> [WHAT YOU SHOULD DO] Reproduce every one of the items below verbatim, line for line.

-- START OF PROVIDED MATERIAL --

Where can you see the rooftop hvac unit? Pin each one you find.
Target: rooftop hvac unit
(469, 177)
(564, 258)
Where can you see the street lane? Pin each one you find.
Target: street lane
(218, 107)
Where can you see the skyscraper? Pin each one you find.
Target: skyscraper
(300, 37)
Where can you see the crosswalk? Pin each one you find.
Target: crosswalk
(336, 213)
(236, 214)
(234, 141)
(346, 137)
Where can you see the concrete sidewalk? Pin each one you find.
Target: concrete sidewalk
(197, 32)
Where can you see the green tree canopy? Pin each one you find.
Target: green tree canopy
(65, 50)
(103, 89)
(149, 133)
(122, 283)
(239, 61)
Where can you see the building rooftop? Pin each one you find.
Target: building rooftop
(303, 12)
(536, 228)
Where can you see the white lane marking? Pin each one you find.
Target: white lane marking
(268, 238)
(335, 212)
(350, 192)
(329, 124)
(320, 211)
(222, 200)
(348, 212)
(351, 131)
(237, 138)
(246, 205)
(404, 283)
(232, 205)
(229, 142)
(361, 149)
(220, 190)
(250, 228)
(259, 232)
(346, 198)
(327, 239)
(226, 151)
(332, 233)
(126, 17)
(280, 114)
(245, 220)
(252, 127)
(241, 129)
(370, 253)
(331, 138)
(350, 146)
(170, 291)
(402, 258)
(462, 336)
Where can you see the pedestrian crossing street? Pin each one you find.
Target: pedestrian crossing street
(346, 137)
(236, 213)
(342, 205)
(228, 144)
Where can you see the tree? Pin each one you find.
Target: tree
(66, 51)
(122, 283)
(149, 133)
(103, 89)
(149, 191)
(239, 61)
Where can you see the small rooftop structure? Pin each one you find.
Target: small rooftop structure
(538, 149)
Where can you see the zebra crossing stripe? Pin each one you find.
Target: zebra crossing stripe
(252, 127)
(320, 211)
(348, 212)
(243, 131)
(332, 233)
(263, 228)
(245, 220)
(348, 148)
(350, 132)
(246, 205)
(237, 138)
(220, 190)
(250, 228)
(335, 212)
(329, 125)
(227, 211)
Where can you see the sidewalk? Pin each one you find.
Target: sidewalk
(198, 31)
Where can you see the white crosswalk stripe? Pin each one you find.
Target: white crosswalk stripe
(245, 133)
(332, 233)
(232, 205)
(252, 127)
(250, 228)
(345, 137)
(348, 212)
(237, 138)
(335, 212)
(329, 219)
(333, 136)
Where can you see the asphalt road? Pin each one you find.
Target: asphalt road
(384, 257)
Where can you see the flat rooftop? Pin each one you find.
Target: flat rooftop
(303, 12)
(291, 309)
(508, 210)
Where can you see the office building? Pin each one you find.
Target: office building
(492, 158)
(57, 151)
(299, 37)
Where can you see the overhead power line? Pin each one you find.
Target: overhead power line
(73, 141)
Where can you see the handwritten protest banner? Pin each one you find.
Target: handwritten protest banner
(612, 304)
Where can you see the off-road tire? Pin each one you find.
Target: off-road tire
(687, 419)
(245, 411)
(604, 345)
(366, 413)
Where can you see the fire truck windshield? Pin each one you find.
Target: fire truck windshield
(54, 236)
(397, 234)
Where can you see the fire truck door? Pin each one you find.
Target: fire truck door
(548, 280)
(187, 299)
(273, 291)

-- END OF PROVIDED MATERIAL --

> [RIGHT ANSWER]
Where can you see the rooftop hvac unit? Pin each one you find.
Target: rooftop hvac unit
(469, 177)
(564, 258)
Where can you see the street lane? Pin each one you find.
Target: street lane
(218, 107)
Where can you see the skyscraper? Pin each one you find.
Target: skyscraper
(300, 37)
Where can you see the crosswalk? Pin each one you find.
Target: crosswalk
(336, 213)
(236, 214)
(234, 141)
(346, 137)
Where can you see the concrete sidewalk? Pin each one you find.
Target: concrete sidewalk
(197, 32)
Where can you see the green tree canopy? Pin each one you find.
Target: green tree canopy
(65, 50)
(103, 89)
(149, 133)
(122, 283)
(239, 61)
Where can you see the building rooftop? Pin each one you find.
Target: building rooftop
(303, 12)
(536, 228)
Where can you see the white lane marking? Pin each one you find.
Target: white lane marking
(268, 238)
(335, 212)
(350, 192)
(329, 124)
(320, 211)
(222, 200)
(348, 212)
(351, 131)
(237, 138)
(246, 205)
(404, 283)
(232, 205)
(229, 142)
(361, 149)
(220, 190)
(250, 228)
(259, 232)
(346, 198)
(327, 239)
(226, 151)
(332, 233)
(126, 17)
(280, 114)
(245, 220)
(252, 127)
(241, 129)
(370, 253)
(331, 138)
(350, 146)
(170, 291)
(402, 258)
(462, 336)
Where can you see the pedestrian crossing street? Pin each one you find.
Target: pedestrian crossing street
(346, 137)
(236, 213)
(342, 205)
(228, 144)
Where can you see the tree? Pin each one you find.
Target: tree
(66, 51)
(122, 283)
(149, 133)
(103, 89)
(149, 191)
(239, 61)
Where can you see the small rooftop structure? Pin each one you find.
Target: small rooftop structure
(538, 149)
Where can you see the zebra crossing stripe? Pin each one you find.
Target: zebra crossing stripe
(252, 127)
(320, 211)
(348, 212)
(243, 131)
(332, 233)
(263, 228)
(245, 220)
(348, 148)
(350, 132)
(246, 205)
(237, 138)
(220, 190)
(250, 228)
(335, 212)
(329, 125)
(227, 211)
Where can you see the sidewalk? Pin each one you find.
Target: sidewalk
(198, 31)
Where can you see the white crosswalk stripe? Pin each one you find.
Target: white crosswalk stripe
(245, 133)
(332, 233)
(232, 205)
(252, 127)
(250, 228)
(345, 137)
(348, 212)
(237, 138)
(335, 212)
(329, 219)
(333, 136)
Where can you see the asphalt road? Pin each one you find.
Target: asphalt road
(384, 257)
Where can you see the flat rooftop? Pin each one you find.
Target: flat rooftop
(303, 12)
(291, 309)
(508, 210)
Where can you see the office building? Pin each one you find.
Target: office building
(492, 158)
(57, 151)
(299, 37)
Where can you see the overhead power line? Pin each one you find.
Target: overhead power line
(73, 141)
Where can you see the handwritten protest banner? Pin each one you find.
Target: handwritten protest banner
(612, 304)
Where can you see the off-road tire? Pin each one you find.
Target: off-road tire
(687, 419)
(245, 411)
(604, 345)
(366, 413)
Where can you see the fire truck windshield? Pin each one you find.
Target: fire truck windshield
(54, 236)
(397, 234)
Where can you see the fire truck door? Pin each one you find.
Target: fire truck door
(548, 280)
(187, 299)
(273, 291)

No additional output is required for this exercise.